• Source extract:
* * * * * * *

We're going to start off building the top three drawers, which are the ones that are going to use the wooden drawer slides. I've chosen wooden drawer slides for a few different reasons. I like that they're removable, it's really easy to just pull them in and out so that Ashley can use them for storing parts, and then she can set them on top of the workbench. It's also a great option if you just don't want to go out and buy drawer slides.

These can be made out of the same material as the drawer itself, and it's super handy and super affordable. I'm going to start off by measuring everything out. I like to do little drawings inside of my sketchbook so I can track exactly where all the measurements are that I have in my head, and I'm going to lay out all the different spacing. I have two inches is the depth that I want in my drawer, I'm going to have a quarter-inch bottom, and then three-quarter inches for the runners.

I add all of that up and then I also drew a drawing of the drawer itself and the joinery, just little details. Really all I'm trying to get is a cut list so that I know exactly how many pieces that I need to cut and what thickness. Over the table saw I can set up my depth of cut, in this case it's going to be two inches. These are going to make up the sides, back and front of all the drawers. I don't have a stop block on my chop saw.

* * * * * * *

• What needs to be done:
Answer these questions using the text on building drawers.
(a) What kind of drawer slides will the top three drawers use?
(b) How thick will the drawer bottom be?
(c) Which saw does the speaker say has no stop block?

Point labeling examples

* * * * * * *

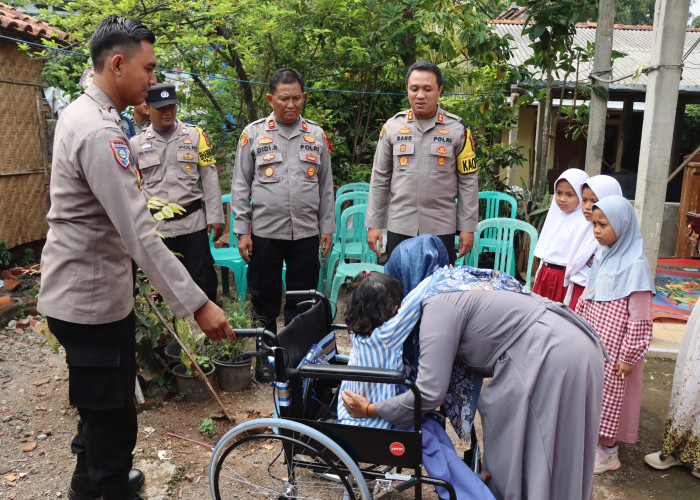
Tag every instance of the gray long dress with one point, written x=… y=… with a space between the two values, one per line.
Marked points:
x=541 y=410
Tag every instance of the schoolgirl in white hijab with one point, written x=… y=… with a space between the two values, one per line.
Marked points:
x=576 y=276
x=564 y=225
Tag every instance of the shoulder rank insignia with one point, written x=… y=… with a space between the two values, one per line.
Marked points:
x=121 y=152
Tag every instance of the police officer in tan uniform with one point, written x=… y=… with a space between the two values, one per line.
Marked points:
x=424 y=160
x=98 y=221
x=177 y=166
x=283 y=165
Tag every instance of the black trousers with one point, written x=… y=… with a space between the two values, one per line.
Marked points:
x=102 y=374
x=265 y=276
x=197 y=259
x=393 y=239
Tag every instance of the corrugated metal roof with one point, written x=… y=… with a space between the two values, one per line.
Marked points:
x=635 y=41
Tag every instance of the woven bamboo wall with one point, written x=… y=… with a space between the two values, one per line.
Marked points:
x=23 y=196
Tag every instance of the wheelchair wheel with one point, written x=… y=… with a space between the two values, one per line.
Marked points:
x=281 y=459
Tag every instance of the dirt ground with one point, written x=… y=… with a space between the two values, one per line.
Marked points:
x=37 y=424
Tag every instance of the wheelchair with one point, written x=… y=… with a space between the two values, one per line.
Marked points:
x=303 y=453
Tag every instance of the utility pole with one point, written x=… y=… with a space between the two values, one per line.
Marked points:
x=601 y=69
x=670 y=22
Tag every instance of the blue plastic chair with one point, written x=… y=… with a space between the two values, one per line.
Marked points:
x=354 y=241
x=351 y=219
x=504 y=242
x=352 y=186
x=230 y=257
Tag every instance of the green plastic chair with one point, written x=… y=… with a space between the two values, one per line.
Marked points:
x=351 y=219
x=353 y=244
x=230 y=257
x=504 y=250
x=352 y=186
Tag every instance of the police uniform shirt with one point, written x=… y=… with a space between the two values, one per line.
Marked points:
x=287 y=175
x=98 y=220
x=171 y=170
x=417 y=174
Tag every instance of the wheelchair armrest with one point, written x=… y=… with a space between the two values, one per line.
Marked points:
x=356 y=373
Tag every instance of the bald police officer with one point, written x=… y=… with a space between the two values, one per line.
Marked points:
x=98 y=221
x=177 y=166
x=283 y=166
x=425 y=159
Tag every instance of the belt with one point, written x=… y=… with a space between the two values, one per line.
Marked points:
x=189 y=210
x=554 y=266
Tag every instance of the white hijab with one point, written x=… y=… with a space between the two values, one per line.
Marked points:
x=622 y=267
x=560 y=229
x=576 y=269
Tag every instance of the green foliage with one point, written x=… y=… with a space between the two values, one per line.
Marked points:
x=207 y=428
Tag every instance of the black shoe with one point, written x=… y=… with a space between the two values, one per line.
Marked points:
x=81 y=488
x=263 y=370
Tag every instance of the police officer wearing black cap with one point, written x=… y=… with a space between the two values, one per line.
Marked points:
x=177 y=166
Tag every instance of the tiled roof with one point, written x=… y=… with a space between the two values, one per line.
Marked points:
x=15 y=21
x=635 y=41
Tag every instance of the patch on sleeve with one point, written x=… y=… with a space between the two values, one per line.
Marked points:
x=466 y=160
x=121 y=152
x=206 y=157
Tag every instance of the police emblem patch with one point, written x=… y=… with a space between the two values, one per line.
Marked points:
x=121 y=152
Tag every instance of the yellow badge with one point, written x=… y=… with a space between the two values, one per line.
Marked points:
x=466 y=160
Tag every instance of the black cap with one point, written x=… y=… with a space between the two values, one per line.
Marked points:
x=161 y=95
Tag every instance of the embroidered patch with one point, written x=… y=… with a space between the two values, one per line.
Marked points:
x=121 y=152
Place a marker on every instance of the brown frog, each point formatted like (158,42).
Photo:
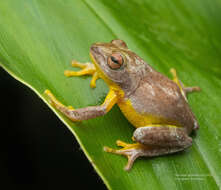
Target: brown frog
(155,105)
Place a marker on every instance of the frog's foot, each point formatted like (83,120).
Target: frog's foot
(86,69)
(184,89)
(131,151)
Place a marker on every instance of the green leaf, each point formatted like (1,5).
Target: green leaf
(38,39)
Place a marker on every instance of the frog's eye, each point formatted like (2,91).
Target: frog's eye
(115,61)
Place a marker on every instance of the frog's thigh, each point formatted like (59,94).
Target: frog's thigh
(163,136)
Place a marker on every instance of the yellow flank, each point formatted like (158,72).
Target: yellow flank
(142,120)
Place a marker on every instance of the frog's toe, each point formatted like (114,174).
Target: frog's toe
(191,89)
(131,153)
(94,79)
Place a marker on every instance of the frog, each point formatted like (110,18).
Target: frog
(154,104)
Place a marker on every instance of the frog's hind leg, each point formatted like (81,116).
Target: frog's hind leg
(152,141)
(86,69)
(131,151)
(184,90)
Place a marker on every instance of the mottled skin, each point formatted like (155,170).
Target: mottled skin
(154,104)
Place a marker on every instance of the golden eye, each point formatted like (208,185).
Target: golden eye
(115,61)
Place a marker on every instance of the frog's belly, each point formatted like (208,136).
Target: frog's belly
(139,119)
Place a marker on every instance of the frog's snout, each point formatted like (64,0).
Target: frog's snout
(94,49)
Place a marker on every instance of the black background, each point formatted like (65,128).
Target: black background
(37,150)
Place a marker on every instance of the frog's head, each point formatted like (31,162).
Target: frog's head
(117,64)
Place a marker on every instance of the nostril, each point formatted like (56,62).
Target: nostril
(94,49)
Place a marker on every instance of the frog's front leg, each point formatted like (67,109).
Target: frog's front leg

* * * * * * *

• Problem solution:
(a) Wooden drawer slides.
(b) A quarter inch.
(c) The chop saw.